WHAT TO WORK ON: Make an exact copy of the records, with the images left out.
————————
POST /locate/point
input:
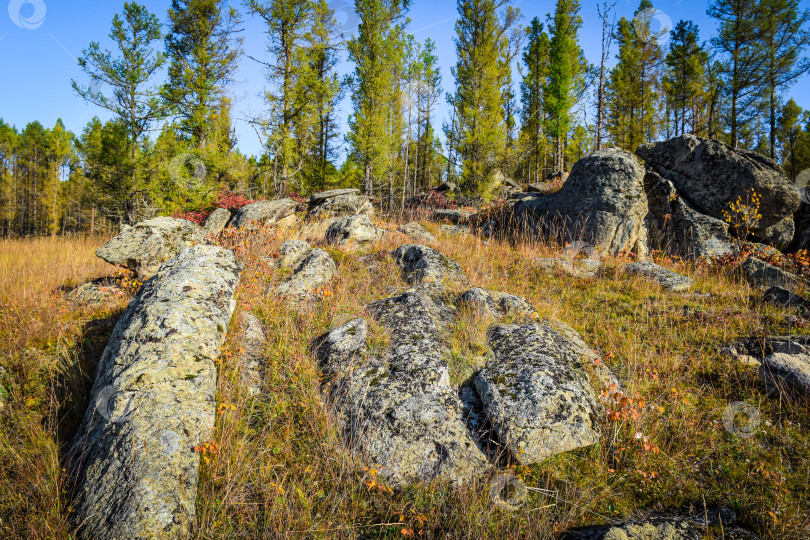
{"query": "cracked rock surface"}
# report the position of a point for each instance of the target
(153, 400)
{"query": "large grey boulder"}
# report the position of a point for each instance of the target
(715, 523)
(668, 279)
(263, 213)
(785, 371)
(675, 227)
(142, 248)
(422, 264)
(398, 409)
(496, 303)
(153, 401)
(339, 203)
(786, 299)
(315, 268)
(602, 202)
(536, 393)
(353, 231)
(291, 252)
(710, 174)
(217, 221)
(456, 217)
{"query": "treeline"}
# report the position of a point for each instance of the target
(170, 144)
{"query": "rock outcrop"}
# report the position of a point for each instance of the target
(709, 175)
(253, 360)
(315, 268)
(536, 393)
(217, 221)
(496, 303)
(142, 248)
(762, 274)
(416, 232)
(398, 410)
(602, 202)
(422, 264)
(153, 401)
(668, 279)
(263, 213)
(675, 227)
(339, 203)
(353, 231)
(291, 252)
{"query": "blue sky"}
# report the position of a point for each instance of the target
(41, 39)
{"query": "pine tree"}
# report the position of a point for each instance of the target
(565, 82)
(785, 36)
(204, 50)
(743, 59)
(134, 103)
(483, 36)
(376, 51)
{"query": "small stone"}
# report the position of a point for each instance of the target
(668, 279)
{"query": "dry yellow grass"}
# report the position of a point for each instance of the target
(282, 470)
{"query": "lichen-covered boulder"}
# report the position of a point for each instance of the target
(675, 227)
(291, 252)
(497, 303)
(710, 174)
(786, 371)
(398, 409)
(417, 232)
(456, 217)
(142, 248)
(153, 401)
(762, 274)
(422, 264)
(315, 269)
(353, 231)
(98, 291)
(786, 299)
(339, 203)
(668, 279)
(263, 213)
(602, 203)
(536, 393)
(217, 221)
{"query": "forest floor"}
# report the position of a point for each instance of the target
(278, 468)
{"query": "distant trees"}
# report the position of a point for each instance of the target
(377, 52)
(168, 142)
(684, 79)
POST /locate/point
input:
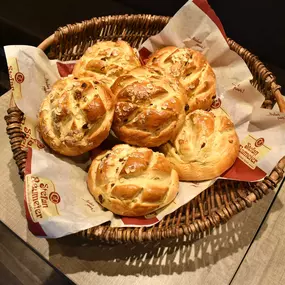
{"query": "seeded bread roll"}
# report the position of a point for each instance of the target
(76, 116)
(150, 107)
(206, 146)
(132, 181)
(106, 61)
(193, 71)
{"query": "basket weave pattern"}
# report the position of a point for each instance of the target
(213, 206)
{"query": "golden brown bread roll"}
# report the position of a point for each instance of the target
(106, 61)
(76, 116)
(150, 107)
(193, 71)
(132, 181)
(206, 146)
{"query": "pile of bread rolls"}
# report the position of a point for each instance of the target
(164, 104)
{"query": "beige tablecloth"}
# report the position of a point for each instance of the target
(212, 259)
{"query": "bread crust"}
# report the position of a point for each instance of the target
(131, 181)
(206, 146)
(106, 61)
(150, 108)
(193, 71)
(77, 115)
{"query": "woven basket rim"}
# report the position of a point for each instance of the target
(167, 228)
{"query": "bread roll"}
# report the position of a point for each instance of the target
(106, 61)
(150, 107)
(132, 181)
(193, 71)
(206, 146)
(76, 116)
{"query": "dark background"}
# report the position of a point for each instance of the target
(257, 25)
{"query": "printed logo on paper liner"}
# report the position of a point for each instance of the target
(245, 168)
(252, 150)
(64, 69)
(41, 197)
(31, 138)
(16, 77)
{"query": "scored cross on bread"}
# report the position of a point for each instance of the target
(193, 71)
(76, 116)
(132, 181)
(150, 107)
(106, 61)
(205, 147)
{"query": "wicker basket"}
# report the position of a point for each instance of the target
(213, 206)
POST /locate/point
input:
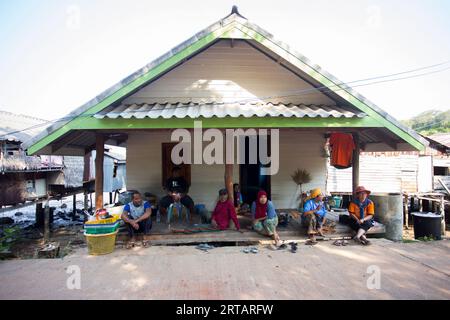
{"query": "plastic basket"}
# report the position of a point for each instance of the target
(114, 218)
(99, 244)
(101, 228)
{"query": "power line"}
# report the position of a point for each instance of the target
(296, 94)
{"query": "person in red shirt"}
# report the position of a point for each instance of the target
(224, 215)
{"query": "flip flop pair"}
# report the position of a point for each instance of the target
(252, 250)
(310, 242)
(340, 243)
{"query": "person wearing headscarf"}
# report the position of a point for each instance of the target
(224, 215)
(265, 219)
(314, 214)
(362, 211)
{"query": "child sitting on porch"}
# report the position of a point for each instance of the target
(265, 219)
(224, 215)
(313, 216)
(237, 196)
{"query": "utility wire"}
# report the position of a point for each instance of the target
(340, 86)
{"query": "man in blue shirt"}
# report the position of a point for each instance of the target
(137, 216)
(314, 213)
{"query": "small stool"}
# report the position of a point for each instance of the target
(178, 208)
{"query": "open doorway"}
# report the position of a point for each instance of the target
(250, 178)
(168, 165)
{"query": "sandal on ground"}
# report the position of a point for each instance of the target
(338, 243)
(145, 243)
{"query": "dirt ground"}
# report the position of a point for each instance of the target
(384, 270)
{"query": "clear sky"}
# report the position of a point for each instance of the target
(57, 55)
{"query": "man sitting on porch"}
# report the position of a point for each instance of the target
(224, 215)
(314, 213)
(177, 189)
(137, 216)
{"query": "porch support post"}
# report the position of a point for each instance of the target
(229, 181)
(100, 153)
(355, 164)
————————
WRITTEN SOLUTION:
POST /locate/point
input:
{"query": "cracked rock surface"}
# report the position of a point for each instance of the target
(153, 400)
{"query": "large grey boulder"}
# report the position of a point for each instance of the target
(715, 523)
(668, 279)
(263, 213)
(785, 371)
(675, 227)
(142, 248)
(422, 264)
(398, 409)
(496, 303)
(153, 401)
(339, 203)
(786, 299)
(315, 268)
(602, 202)
(536, 393)
(353, 231)
(291, 252)
(710, 174)
(217, 221)
(456, 217)
{"query": "treeline"}
# report the position of a point for each instance of the target
(170, 144)
{"query": "rock outcrop"}
# report the position of a point for each instance of the target
(709, 175)
(253, 360)
(315, 268)
(536, 393)
(217, 221)
(496, 303)
(142, 248)
(762, 274)
(416, 232)
(398, 410)
(602, 202)
(422, 264)
(153, 401)
(668, 279)
(263, 213)
(675, 227)
(339, 203)
(353, 231)
(291, 252)
{"query": "blue sky"}
# report the position of a point for each instance of the target
(41, 39)
{"query": "pine tree"}
# report the position of a point for each instance of the target
(565, 82)
(785, 36)
(204, 50)
(743, 59)
(134, 103)
(483, 36)
(376, 51)
{"query": "small stone"}
# report the position of a point for each instance of the target
(668, 279)
{"query": "dry yellow grass"}
# report the position of a point for each instance of the target
(282, 470)
{"query": "lichen-covered boulder"}
# report the position of a point for each instance of the target
(675, 227)
(291, 252)
(497, 303)
(710, 174)
(786, 371)
(398, 409)
(417, 232)
(456, 217)
(142, 248)
(153, 401)
(762, 274)
(422, 264)
(315, 269)
(353, 231)
(98, 291)
(786, 299)
(339, 203)
(668, 279)
(263, 213)
(602, 203)
(536, 393)
(217, 221)
{"query": "forest floor"}
# report the position of a point for each instance of the target
(278, 468)
{"query": "distant trees"}
# report the position of a point for each instance of the target
(377, 52)
(168, 142)
(684, 79)
POST /locate/point
input:
{"query": "seeded bread roll"}
# report the position of a point for each instance of the target
(76, 116)
(150, 107)
(206, 146)
(132, 181)
(106, 61)
(193, 71)
{"query": "basket weave pattern"}
# report the position of a point for each instance of the target
(213, 206)
{"query": "golden brown bread roll"}
# report the position of a point for each instance of the target
(106, 61)
(76, 116)
(150, 107)
(193, 71)
(132, 181)
(206, 146)
{"query": "pile of bread rolls"}
# report the position of a point for each instance of the target
(164, 104)
{"query": "beige tablecloth"}
# report the position of a point for each instance of the target
(212, 259)
{"query": "bread crust"}
# report the position of a point for each instance of the target
(131, 181)
(206, 146)
(106, 61)
(150, 108)
(193, 71)
(77, 115)
{"query": "woven basket rim"}
# report the position of a point for each instance of the target
(167, 228)
{"query": "bread roll"}
# report the position of a point for each instance of the target
(106, 61)
(150, 107)
(132, 181)
(193, 71)
(206, 146)
(76, 116)
{"query": "dark background"}
# report the position of a point for each instance of the target
(257, 25)
{"query": "printed logo on paper liner"}
# report the position of a point for each instance of the target
(245, 168)
(252, 150)
(64, 69)
(41, 197)
(31, 138)
(16, 77)
{"query": "scored cross on bread"}
# report the position of a point for each instance of the target
(193, 71)
(76, 116)
(132, 181)
(150, 107)
(106, 61)
(205, 147)
{"query": "wicker basket"}
# report the position of a point for each instance of the target
(213, 206)
POST /locate/point
input:
{"query": "plastic basket"}
# report the position of a point for each instance of the target
(114, 218)
(99, 244)
(101, 228)
{"query": "power line"}
# report the position of a point for each instance of the target
(296, 94)
{"query": "person in red shirt"}
# report the position of a point for each instance of the target
(224, 215)
{"query": "flip flop pair"}
# report the position of a point for each instance of the target
(252, 250)
(310, 242)
(340, 243)
{"query": "person wearing headscarf"}
# report the position of a point for each instance of the target
(224, 215)
(265, 219)
(314, 214)
(362, 211)
{"query": "child sitting on porch"}
# report the position of a point for each instance of the target
(265, 219)
(224, 215)
(313, 216)
(237, 196)
{"query": "utility wire"}
# report the position of a point for each instance of the target
(340, 86)
{"query": "man in blue shirt"}
# report the position of a point for each instance of the target
(137, 216)
(314, 213)
{"query": "small stool"}
# report the position of a point for each instance of the target
(178, 208)
{"query": "open doorway"}
# report the position of a point for each instance of the target
(250, 178)
(168, 165)
{"query": "sandal on ground"}
# report the position of a point for each instance of the target
(338, 243)
(145, 243)
{"query": "dirt ground"}
# report the position of a point for each instance of the target
(384, 270)
{"query": "clear sky"}
# report the position of a point for each instance of the target
(57, 55)
{"query": "man sitting on porch"}
# report the position of a point for each instance of the target
(224, 215)
(314, 213)
(177, 189)
(137, 216)
{"query": "porch support post"}
# report the position of a point for each instance of the target
(229, 181)
(100, 153)
(355, 164)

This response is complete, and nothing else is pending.